### 設問内容
A: Pythonの解説文にある「condition1 = 1」から「print('no name')」に至るまでの部分を、一字一句変えずにすべて書き写してください。
B: Pythonの解説文によると、if文で省略できるのはどの節ですか。
C: Pythonの解説文の最後の文に続けて、その先を書き進めてください。

関数を使用した各データ型のオブジェクトの定義例

 変数は事前に定義や宣言をせずに必要なところで使用できる。ただし、変数の値を読み出す前には初期化(代入)が必要。

x = 1  # 変数は宣言なしに使用可能
x += 1  # 変数xの値に1を加算
mylist = [range(0, 10, 2)]  # 変数mylistにリスト[0, 2, 4, 6, 8]を代入
mylist = tuple(mylist)  # 変数には型がないので、任意の型のオブジェクトを代入可能
print(not_defined)  # 初期化をしていない変数not_definedの値を表示(例外が発生)

変数の使用例

 既に述べたように、変数には型がないので、任意の型のオブジェクトを代入できる。上記コード例の4行目では「mylist」という名前の変数にタプルを代入しているが、これはエラーとはならない(が、コードの可読性を下げるので推奨はされない)。最後の行では、初期化をしていない変数の値を利用しようとしているので、次のように例外が発生する。

実行結果
実行結果

制御構造

 Pythonにはプログラムの実行の流れ(フロー)を制御する構文として以下がある。

構文 要素
if文 条件分岐
for文 繰り返し処理
while文 繰り返し処理
break文 繰り返し処理の中断
continue文 次の繰り返し処理の開始
Pythonの制御構造

 以下ではこれらについてまとめる。なお、これらの制御構文に限らず、Pythonの複合文(複数の文で構成される文)は、一般に各節の先頭行はコロン「:」で終了し、その後は空白文字によるインデントを付けて、その節に含まれるブロック(コードブロック)を明記する。

if文

 if文は何らかの条件に応じて、実行したい処理を分岐させるために使用する。その構文を以下に示す。

if 条件0:
    条件0が真だったときに実行するブロック
elif 条件1:
    条件0が偽で、条件1が真だったときに実行するブロック
elif 条件2:
    条件0と条件1が偽で、条件2が真だったときに実行するブロック
else:
    全ての条件が偽だったときに実行するブロック

if文の構文

 elif節は任意の数だけ繰り返すことが可能。また、elif節とelse節は省略可能である。

 条件には比較演算子を使った値比較を記述する。ただし、Pythonでは、全てのオブジェクトが真または偽として評価できるので、直接オブジェクト(を参照する変数)を条件として記述することも可能だ。偽となるのは以下のものだ。

  • None(オブジェクトがないことを示す値)とFalse
  • 整数の0、浮動小数点数の0.0など、ゼロを表す数値型の値
  • 空文字列、空のリスト、空のタプルなど、要素を持たない反復可能オブジェクト

 これらのオブジェクトを条件に指定すると、それは成り立たないことになる。他のオブジェクトは全て真の値として取り扱われる。

 以下に例を示す。

condition1 = 1
if condition1 == 1# elif節とelse節のないif文
    print('condition is True')

name = ""  # 空文字列を変数nameに代入
if name:  # 空文字列は偽として扱われる
    print(f'name: {name}')
else# elif節を省略
    print('no name')

(コレクションから取り出した項目)
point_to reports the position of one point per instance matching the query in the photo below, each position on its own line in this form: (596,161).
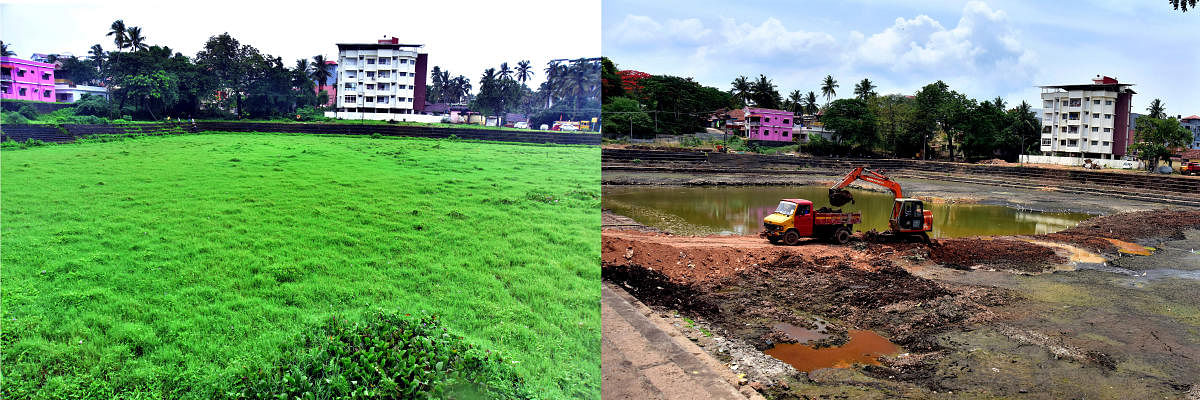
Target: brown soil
(745,285)
(966,252)
(1140,226)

### 回答一覧
A:
condition1 = 1
if condition1 == 1# elif節とelse節のないif文
    print('condition is True')

name = ""  # 空文字列を変数nameに代入
if name:  # 空文字列は偽として扱われる
    print(f'name: {name}')
else# elif節を省略
    print('no name')

B: elif節とelse節です。

C:
condition2 = 100
if condition1 != 0 and condition2 == 0# 比較演算子と論理演算子による条件記述
    print('some result')
elif condition1 == 10:
    print('another result')
else:
    print('final result')

if文の使用例

 なお、Pythonには他の言語に見られるswitch文がないので、条件による処理の分岐にはif文を常に使用する。

for文

 Pythonのfor文は、リストなどの反復可能オブジェクトの要素を1つずつ取り出して、それを使用して何らかの処理を行う際に使用することが多い。あるいは、range関数を使用することで特定回数の繰り返し処理を行うことも可能だ。その構文を以下に示す。

for ループ変数 in 反復可能オブジェクト:
    反復可能オブジェクトから取り出した値(ループ変数の値)を使った処理
else:
    反復可能オブジェクトの要素がなくなったときに行う処理

for文の構文

 if文と同様に、else節は省略可能だ。else節は反復可能オブジェクトの要素がなくなり、繰り返し処理が終了したときに実行される(反復可能オブジェクトが空の場合には繰り返し処理を行わずにelse節のコードが実行される)。ただし、for文で行う繰り返し処理の中でbreak文が実行された場合には、else節は実行されない(後述)。

 以下に例を示す。

mylist = list(range(5))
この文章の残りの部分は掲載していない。